SELECTED TEXT:
....
LITTLE ROCK – The Arkansas Agriculture Hall of Fame inducted six individuals today for their leadership and service to the state’s largest business sector.
The newest class represents agriculture education, the seed industry, agri-business, row-crop production, agricultural/political advocacy, timber management and agricultural research and outreach.
The newest inductees include:
- retired Cooperative Extension Service Director Rick Cartwright of Fayetteville;
- long-time ag educator Joe Don Greenwood of Hermitage;
- the late Russell Roy Reynolds, the director of the U.S. Forest Service Crossett Experimental Forest for 34 years;
- former Arkansas Farm Bureau President Randy Veach of Manila;
- Mark Waldrip of Moro, founder of Armor Seed Company;
- and Andrew Wargo III of Watson, farm manager for the 15,000-acre Baxter Land Company for more than 50 years.
“Arkansas agriculture is one of the great success stories of our state, and that is sometimes overlooked in today’s society,” said Butch Calhoun of Des Arc, chairman of the Arkansas Agriculture Hall of Fame. “This class reflects a remarkable line of success that connects everyone selected for the Arkansas Agriculture Hall of Fame.
“When you pull together all parts of agriculture to celebrate our state’s largest industry, and recognize those who have made such a meaningful contribution, it is a special, special day.”
The new selections will bring to 176 the number of honorees in the Arkansas Agriculture Hall of Fame, which began in 1987.
Rick Cartwright, Fayetteville Rick Cartwright grew up on a farm in Stone County, where he was a member of 4-H. He went on to earn bachelor’s and master’s degrees at the University of Arkansas at Fayetteville and a Ph.D. in plant pathology from the University of California at Davis.
Cartwright joined the University of Arkansas System Division of Agriculture in 1992, earning international recognition as a rice pathologist and serving in various leadership posts. He also served as interim head of the plant pathology department, and more recently has been associate director-Agriculture and Natural Resources before being named interim director of extension in 2016 and senior associate vice president for agriculture-extension for the UA Division of Agriculture in 2017. He retired June 30, 2020.He also spent six years (1978-84) as assistant vice president of the Farm Supply Division for Southern Farmers Association before moving to California to pursue graduate work.
....
STORED ROWS:
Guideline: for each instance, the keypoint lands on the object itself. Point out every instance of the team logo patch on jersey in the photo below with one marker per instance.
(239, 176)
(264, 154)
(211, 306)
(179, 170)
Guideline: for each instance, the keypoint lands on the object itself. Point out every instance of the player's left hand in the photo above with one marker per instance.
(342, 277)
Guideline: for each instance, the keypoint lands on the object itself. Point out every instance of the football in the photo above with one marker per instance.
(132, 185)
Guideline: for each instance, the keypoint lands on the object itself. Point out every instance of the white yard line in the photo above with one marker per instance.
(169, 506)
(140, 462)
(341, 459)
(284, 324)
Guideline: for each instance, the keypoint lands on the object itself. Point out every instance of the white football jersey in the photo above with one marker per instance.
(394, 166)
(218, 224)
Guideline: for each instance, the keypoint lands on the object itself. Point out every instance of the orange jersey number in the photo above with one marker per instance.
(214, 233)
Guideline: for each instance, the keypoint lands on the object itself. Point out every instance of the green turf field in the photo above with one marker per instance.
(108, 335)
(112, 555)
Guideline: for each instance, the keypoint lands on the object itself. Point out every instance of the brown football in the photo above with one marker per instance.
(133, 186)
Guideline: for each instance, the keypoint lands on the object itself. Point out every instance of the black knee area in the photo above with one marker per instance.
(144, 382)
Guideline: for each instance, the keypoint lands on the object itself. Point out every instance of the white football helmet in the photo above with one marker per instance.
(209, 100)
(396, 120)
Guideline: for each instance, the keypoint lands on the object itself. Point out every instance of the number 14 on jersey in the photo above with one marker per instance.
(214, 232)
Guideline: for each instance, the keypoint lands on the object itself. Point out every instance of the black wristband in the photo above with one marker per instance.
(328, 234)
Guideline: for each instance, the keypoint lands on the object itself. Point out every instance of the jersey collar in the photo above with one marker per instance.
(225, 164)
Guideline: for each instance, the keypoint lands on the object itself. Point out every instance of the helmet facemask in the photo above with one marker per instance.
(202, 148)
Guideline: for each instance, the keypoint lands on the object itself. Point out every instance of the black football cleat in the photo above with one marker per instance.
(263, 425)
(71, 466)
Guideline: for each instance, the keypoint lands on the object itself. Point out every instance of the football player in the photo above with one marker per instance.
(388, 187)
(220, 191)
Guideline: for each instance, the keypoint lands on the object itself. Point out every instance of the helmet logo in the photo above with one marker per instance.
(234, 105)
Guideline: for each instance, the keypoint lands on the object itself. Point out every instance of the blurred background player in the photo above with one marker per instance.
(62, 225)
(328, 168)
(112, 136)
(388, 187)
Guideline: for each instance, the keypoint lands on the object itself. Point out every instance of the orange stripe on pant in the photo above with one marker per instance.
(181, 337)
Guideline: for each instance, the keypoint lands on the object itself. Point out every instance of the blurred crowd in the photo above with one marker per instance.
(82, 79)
....
INSTRUCTIONS:
a: Answer these questions using the Hall of Fame announcement:
(i) In what year did the Arkansas Agriculture Hall of Fame begin?
(ii) What company did Mark Waldrip found?
(iii) Where did Rick Cartwright earn his Ph.D.?
b: Find every line in the records that contains the word "black", and copy each of those lines. Case counts.

TASK RESPONSES:
a:
(i) 1987
(ii) Armor Seed Company
(iii) The University of California at Davis

b:
Guideline: for each instance, the keypoint lands on the object itself. Point out every instance of the black knee area in the photo above with one marker per instance.
Guideline: for each instance, the keypoint lands on the object itself. Point out every instance of the black wristband in the photo above with one marker per instance.
Guideline: for each instance, the keypoint lands on the object itself. Point out every instance of the black football cleat in the photo above with one marker per instance.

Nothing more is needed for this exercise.